Text provided:
_ _ _ _
Spanner: Consistency & Performance

One-line summary: Deep dive into Spanner's TrueTime, distributed transactions, external consistency guarantees, and how to design schemas for scale.

Prerequisites: Consensus & Leases, Replication Strategies, Basic database concepts (ACID, transactions).

Mental Model

Spanner Architecture

flowchart TB Client[Client] --> LB[Load Balancer] LB --> Spanner[Spanner Instance] Spanner --> Zone1[Zone 1
Replicas] Spanner --> Zone2[Zone 2
Replicas] Spanner --> Zone3[Zone 3
Replicas] Zone1 --> Paxos1[Paxos
Consensus] Zone2 --> Paxos2[Paxos
Consensus] Zone3 --> Paxos3[Paxos
Consensus] Paxos1 --> TrueTime[TrueTime
Clock] Paxos2 --> TrueTime Paxos3 --> TrueTime style Spanner fill:#99ccff style TrueTime fill:#ffcc99 style Paxos1 fill:#99ff99 style Paxos2 fill:#99ff99 style Paxos3 fill:#99ff99

Key insight: Spanner provides external consistency (stronger than serializability) using TrueTime and Paxos. Understanding TrueTime is critical for understanding Spanner's guarantees.

Consistency Model

External Consistency: Strongest consistency guarantee. - Definition: All transactions appear to execute in a global order - Guarantee: If transaction T1 commits before T2 starts, T2 sees T1's writes - Use case: Financial transactions, inventory management

Serializability: Standard database consistency. - Definition: Transactions appear to execute serially - Guarantee: No anomalies (dirty reads, lost updates) - Use case: General-purpose applications

Internals & Architecture

TrueTime

TrueTime: Spanner's distributed clock.

Components: - GPS clocks: Atomic clocks synchronized via GPS - Atomic clocks: High-precision clocks - Time uncertainty: Bounded clock uncertainty (ε)

Time representation: TTinterval = [earliest, latest] - earliest: Earliest possible time - latest: Latest possible time - ε: Clock uncertainty (typically < 7ms)

Why TrueTime? - External consistency: Enables external consistency without blocking - Global ordering: Provides global transaction ordering - Low latency: Avoids expensive coordination

Paxos Consensus

Paxos: Consensus algorithm for replication.
_ _ _ _
Information supplied:
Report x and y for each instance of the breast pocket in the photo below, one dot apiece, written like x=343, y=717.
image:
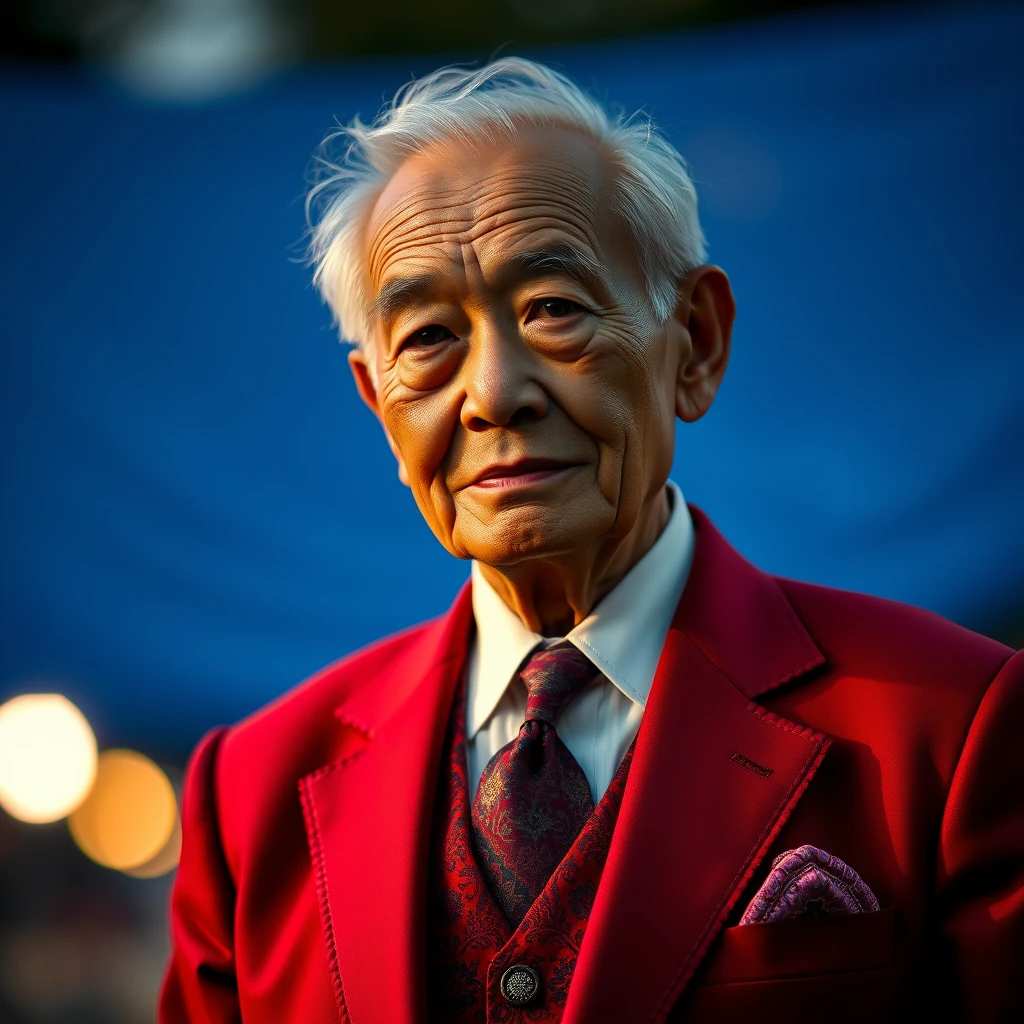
_ _ _ _
What is asked: Please give the typical clock uncertainty (ε) for TrueTime according to the Spanner text.

Right answer: Typically less than 7ms.